§ **What this task involves**: How many lines of the material below contain the word "blue"? Case counts, so give only the number of lines where it appears with the same capitalization.

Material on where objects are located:
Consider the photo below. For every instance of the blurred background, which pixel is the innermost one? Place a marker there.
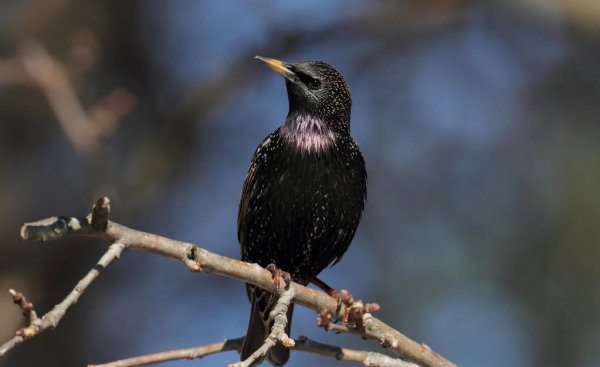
(478, 121)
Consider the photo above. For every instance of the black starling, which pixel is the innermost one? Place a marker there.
(304, 193)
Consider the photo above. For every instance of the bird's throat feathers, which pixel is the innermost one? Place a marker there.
(307, 133)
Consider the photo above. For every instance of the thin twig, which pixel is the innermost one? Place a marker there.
(278, 334)
(171, 355)
(197, 259)
(51, 319)
(302, 344)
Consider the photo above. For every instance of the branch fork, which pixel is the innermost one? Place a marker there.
(357, 317)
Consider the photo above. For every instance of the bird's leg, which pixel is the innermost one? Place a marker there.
(327, 289)
(277, 275)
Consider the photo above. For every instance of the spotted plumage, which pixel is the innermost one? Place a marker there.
(304, 193)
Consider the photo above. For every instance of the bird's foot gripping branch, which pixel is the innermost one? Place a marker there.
(97, 224)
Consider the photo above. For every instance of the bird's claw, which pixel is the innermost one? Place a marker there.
(277, 275)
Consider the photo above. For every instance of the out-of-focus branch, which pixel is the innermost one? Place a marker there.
(197, 259)
(51, 78)
(34, 66)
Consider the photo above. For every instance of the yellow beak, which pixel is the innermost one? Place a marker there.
(279, 67)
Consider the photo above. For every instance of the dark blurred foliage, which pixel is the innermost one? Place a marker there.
(478, 121)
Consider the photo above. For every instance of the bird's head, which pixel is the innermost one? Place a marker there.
(316, 89)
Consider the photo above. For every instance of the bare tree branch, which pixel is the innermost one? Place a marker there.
(54, 83)
(278, 334)
(171, 355)
(197, 259)
(302, 344)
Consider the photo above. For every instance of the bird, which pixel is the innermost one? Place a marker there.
(304, 192)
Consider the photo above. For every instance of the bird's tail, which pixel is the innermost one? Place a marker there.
(260, 326)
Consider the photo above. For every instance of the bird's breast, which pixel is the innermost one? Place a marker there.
(307, 133)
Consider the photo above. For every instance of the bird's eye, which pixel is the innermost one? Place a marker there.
(314, 84)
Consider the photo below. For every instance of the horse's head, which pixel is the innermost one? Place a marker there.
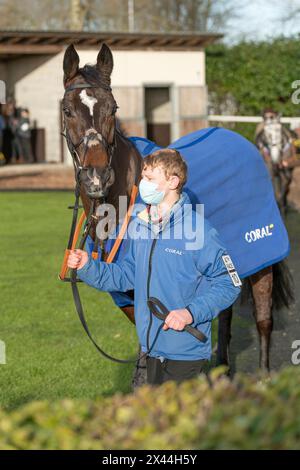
(89, 118)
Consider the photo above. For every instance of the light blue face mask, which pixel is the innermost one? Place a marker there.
(149, 193)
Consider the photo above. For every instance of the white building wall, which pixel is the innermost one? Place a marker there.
(38, 81)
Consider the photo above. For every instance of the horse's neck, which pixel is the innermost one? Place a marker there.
(127, 165)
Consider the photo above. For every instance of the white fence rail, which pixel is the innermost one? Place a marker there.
(225, 118)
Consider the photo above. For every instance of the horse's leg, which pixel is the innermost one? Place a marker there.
(224, 336)
(262, 284)
(288, 175)
(139, 377)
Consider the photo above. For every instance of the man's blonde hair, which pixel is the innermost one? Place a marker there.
(171, 161)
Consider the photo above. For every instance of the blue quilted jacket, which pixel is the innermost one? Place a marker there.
(186, 271)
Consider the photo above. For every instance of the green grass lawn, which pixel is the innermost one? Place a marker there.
(48, 354)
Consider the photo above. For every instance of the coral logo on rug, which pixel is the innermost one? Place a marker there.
(259, 233)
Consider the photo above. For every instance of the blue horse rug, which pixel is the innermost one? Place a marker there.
(227, 174)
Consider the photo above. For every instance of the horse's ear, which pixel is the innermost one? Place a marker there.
(105, 63)
(71, 63)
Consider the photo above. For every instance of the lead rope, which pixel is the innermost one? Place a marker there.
(73, 272)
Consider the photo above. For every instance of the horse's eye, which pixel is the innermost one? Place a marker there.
(67, 112)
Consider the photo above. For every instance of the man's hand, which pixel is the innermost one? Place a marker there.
(77, 259)
(178, 319)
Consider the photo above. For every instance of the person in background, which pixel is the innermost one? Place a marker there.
(23, 136)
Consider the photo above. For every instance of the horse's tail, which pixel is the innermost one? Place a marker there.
(283, 287)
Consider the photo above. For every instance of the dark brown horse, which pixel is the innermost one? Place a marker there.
(111, 166)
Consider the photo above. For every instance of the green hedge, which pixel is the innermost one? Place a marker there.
(205, 413)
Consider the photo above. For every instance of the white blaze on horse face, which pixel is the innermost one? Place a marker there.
(88, 101)
(274, 136)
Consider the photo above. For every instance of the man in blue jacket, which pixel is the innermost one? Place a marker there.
(174, 254)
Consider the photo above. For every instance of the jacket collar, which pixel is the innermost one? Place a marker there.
(175, 215)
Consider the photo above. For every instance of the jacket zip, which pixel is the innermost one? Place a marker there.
(150, 267)
(148, 295)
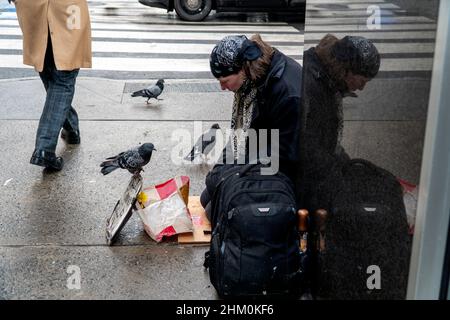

§ **Task response**: 4